**EXERCISE AIM**
Please give the records below back in full, exactly as shown.

+ + + + +

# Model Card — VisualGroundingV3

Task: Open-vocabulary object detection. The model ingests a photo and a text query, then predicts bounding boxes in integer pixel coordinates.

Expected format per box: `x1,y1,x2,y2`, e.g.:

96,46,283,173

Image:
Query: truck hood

+ + + + +

**ANSWER SPACE**
# Model Card — VisualGroundingV3

Task: Open-vocabulary object detection. The model ingests a photo and a text query, then predicts bounding boxes in integer pixel coordinates.

Expected format per box: `x1,y1,x2,y2`, e.g.:

96,46,283,173

Image:
Query: truck hood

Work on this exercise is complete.